**TASK BRIEF:**
The answer should be every line below, retyped exactly.

**DATA EXTRACT:**
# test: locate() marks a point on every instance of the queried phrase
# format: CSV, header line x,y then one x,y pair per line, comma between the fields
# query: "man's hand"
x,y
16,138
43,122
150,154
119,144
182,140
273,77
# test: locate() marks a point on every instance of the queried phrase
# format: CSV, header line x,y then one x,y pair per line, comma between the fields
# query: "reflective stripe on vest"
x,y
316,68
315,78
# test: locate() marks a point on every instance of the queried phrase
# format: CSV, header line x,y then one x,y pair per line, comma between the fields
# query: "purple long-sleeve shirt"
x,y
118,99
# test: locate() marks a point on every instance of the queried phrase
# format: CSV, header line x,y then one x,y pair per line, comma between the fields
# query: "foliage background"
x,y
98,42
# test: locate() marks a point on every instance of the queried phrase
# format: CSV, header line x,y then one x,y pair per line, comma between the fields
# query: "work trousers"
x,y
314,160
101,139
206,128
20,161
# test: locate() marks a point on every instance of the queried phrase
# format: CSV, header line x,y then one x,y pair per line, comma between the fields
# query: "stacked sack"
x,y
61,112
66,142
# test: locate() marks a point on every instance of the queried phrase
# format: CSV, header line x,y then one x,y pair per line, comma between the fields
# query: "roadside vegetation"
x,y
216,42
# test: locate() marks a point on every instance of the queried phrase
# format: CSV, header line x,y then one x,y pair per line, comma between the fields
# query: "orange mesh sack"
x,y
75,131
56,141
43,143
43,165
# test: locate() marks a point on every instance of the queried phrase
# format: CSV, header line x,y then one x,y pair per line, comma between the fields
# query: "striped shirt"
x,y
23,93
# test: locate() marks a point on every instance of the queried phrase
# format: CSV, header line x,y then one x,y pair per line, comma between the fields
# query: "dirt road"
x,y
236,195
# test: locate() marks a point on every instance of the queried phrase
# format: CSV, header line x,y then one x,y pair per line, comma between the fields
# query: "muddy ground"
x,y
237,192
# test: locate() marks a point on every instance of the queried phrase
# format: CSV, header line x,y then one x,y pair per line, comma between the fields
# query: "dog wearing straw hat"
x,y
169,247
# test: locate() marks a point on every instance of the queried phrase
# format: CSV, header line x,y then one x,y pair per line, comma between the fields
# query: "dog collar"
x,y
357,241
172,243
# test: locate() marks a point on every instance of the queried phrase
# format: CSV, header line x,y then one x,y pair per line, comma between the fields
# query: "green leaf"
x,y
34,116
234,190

**RESPONSE:**
# test: locate() marks a point on every instance of the queried phrase
# format: CSV, header line x,y then one x,y pair per line, comma between the fields
# query: "man's hand"
x,y
16,138
43,122
150,154
119,144
182,140
273,77
# test: locate() marks a point on every instance of the queried phrase
# format: CSV, header line x,y then one x,y pair per line, comma between the fields
# query: "reflective stripe on vest"
x,y
316,68
315,78
# test: locate() marks a point on every instance of the queried phrase
# format: CSV, header line x,y then one x,y pair per line, comma between the fields
# query: "purple long-sleeve shirt"
x,y
118,99
# test: locate() marks a point on every instance of the queried phrase
# format: CSV, header line x,y then one x,y pair per line, comma between the fields
# query: "foliage background"
x,y
98,42
# test: locate() marks a point on every instance of the queried phrase
# format: CSV, header line x,y then one x,y pair per line, comma between the fields
# query: "work trousers"
x,y
314,160
101,139
206,128
20,161
# test: locate() marks a point on every instance of the queried phrase
# format: CSV, header line x,y then one x,y pair per line, comma between the fields
# query: "stacked sack"
x,y
61,112
66,142
# test: locate() marks a point on every instance of the queried phrase
# format: CSV, header line x,y then one x,y pair per line, comma between the fields
# query: "roadside vegetation"
x,y
216,42
# test: locate() marks a point on every instance of the queried phrase
# format: CSV, header line x,y then one x,y pair per line, comma between the fields
# query: "orange mesh sack"
x,y
75,131
56,141
43,143
43,165
# test: locate() marks a point on every instance of the queried phrase
# format: CSV, header line x,y then one x,y pair per line, comma between the fields
# query: "striped shirt"
x,y
23,93
# test: locate() marks a point on every instance of the queried phrase
# format: CSV, header line x,y then one x,y pair per line, comma between the fields
# query: "dirt road"
x,y
236,195
# test: locate() marks a point on every instance of the queried phrase
# format: CSV, header line x,y then one x,y pair per line, comma between the fields
# query: "muddy ground"
x,y
237,192
# test: locate() marks a point on every instance of the queried phrase
# format: CSV, header line x,y then one x,y pair per line, comma between the fields
# query: "dog wearing straw hat"
x,y
169,247
# test: locate() marks a point on every instance of the queried phrase
# format: CSV, header line x,y then one x,y pair per line, comma between the fields
# query: "dog collar"
x,y
357,241
172,243
# test: locate() marks a point on every instance of the queried phrase
# format: CSV, header line x,y then one x,y pair per line, comma between the fields
# query: "green leaf"
x,y
34,116
234,190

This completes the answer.